» **実施する課題**
(1) 椎間板変性症の文章では、椎間板の外側にある硬い部分を何と呼んでいますか。
(2) 椎間板変性症の文章の続きを、最後の文の次から引き取って書いてください。

-------- 本文 --------

2025.06.30

椎間板変性症とは?

ついかんばんへんせいしょうとは?

椎間板変性症(ついかんばんへんせいしょう)は、背骨を作っている椎間板が年齢や使い過ぎ、けがなどが原因でダメージを受ける病気です。
椎間板は、背骨の骨と骨の間にあり、クッションのような役割をしています。これにより、歩いたり走ったりするときの衝撃を吸収し、背骨にかかる負担を減らしてくれます。

でも、椎間板は時間が経つと、どんどん水分が抜けて硬くなり、衝撃を吸収する力が弱くなります。また、椎間板の外側にある硬い部分(線維輪)が裂けたり、中身のゼリー状の部分(髄核)がずれたりすることがあります。
これが進行すると、椎間板が本来の役割を果たせなくなり、腰痛や足のしびれ、痛みなどが現れることがあります。

椎間板変性症の原因

椎間板変性症は、以下のような原因によって発症します。

1. 加齢 :
椎間板は、年齢とともに水分を失い、弾力性が低下します。これにより、椎間板が衝撃を吸収する能力が減少し、変性が進行します。

2. 遺伝的要因 :
椎間板の変性には遺伝的な要因も関与しているとされています。家族に椎間板疾患が多い場合、リスクが高くなる可能性があります。

-------- データ一覧 --------

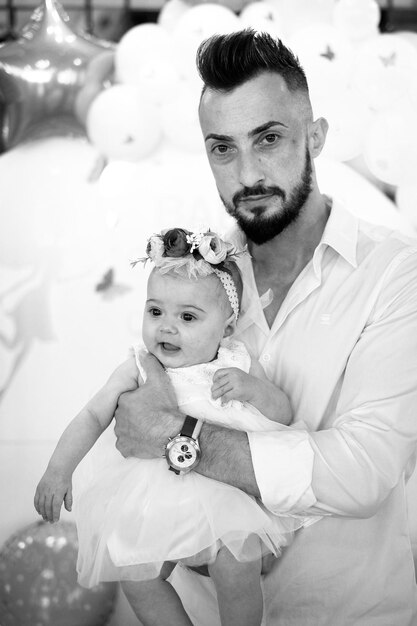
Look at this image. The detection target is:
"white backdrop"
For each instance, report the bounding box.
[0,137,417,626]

--------
-------- データ一覧 --------

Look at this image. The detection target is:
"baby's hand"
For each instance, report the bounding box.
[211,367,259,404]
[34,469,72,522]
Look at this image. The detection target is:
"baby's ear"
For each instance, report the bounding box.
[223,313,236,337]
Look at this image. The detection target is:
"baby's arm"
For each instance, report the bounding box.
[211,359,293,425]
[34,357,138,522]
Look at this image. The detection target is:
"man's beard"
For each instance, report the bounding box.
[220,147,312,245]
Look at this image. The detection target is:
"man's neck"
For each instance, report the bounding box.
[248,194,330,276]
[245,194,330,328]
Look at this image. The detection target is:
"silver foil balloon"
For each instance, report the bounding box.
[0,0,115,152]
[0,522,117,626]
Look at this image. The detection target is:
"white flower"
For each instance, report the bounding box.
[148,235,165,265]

--------
-------- データ一覧 --------

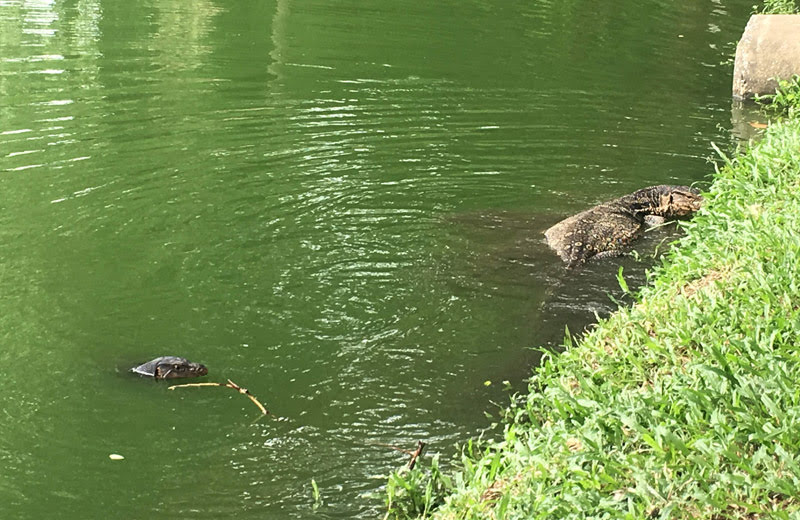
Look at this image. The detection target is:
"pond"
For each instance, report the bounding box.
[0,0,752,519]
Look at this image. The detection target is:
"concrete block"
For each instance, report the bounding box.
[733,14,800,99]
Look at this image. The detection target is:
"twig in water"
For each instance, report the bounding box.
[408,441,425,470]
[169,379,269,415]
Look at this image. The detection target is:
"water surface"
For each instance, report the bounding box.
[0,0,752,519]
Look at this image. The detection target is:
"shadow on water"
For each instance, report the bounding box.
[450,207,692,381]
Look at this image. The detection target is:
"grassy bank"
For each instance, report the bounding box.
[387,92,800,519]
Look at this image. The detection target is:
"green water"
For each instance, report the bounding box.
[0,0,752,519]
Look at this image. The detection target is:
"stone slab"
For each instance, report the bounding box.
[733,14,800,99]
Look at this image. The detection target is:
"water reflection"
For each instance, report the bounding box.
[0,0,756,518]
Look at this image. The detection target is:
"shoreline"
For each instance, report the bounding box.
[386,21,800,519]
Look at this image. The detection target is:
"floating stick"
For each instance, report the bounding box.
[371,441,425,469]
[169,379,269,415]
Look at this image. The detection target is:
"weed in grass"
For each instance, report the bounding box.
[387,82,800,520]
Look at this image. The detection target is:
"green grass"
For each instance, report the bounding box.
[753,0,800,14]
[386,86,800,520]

--------

» **課題の結果**
(1) 線維輪です。

(2)
3. 過度の負荷 :
長期間にわたる重い物を持ち上げる作業や、姿勢が悪いまま作業を行うことが椎間板に過度の負荷をかけ、変性を引き起こすことがあります。

4. 外傷や事故 :
背中や腰への衝撃的な外傷(例えば、交通事故やスポーツのケガ)が椎間板の変性を引き起こすことがあります。

5. 運動不足
筋力の低下や運動不足も椎間板への負担を増加させ、変性を促進する原因となります。

椎間板変性症の症状

 
椎間板変性症の症状は、個人によって異なりますが、一般的に以下のような症状が現れることが多いです。

1. 腰痛 :
椎間板の変性により、腰部に痛みを感じることが多いです。痛みは持続的であったり、動作を変えたときに強くなったりします。

2. 足のしびれや痛み
椎間板の変性が進行すると、神経を圧迫することがあります。その結果、足にしびれや痛み、感覚の鈍さが現れることがあります。

3. 姿勢や歩行の問題
椎間板変性症による痛みや不快感により、姿勢や歩き方に問題が生じることがあります。

4. 筋力の低下
神経圧迫が進むと、足や腰の筋肉の弱まりが起こることがあります。これにより、体を支える力が弱くなります。

椎間板症と椎間板変性症の違い

椎間板症

椎間板症は、椎間板に異常が生じている状態を指します。具体的には、椎間板が圧迫されて変形したり、軽い損傷を受けたりすることです。
この状態は、必ずしも症状(痛みやしびれ)を引き起こすわけではなく、場合によっては無症状で過ごせることもあります。

椎間板変性症

椎間板変性症は、椎間板の進行的な劣化(変性)を指します。加齢や繰り返しの負荷、けがなどが原因で椎間板が変化し、衝撃吸収機能が低下します。
椎間板が乾燥して硬くなり、線維輪が裂けることによって、腰痛や足のしびれといった症状が現れることがあります。

椎間板変性症の診断方法

椎間板変性症は、診察といくつかの検査を通じて診断されます。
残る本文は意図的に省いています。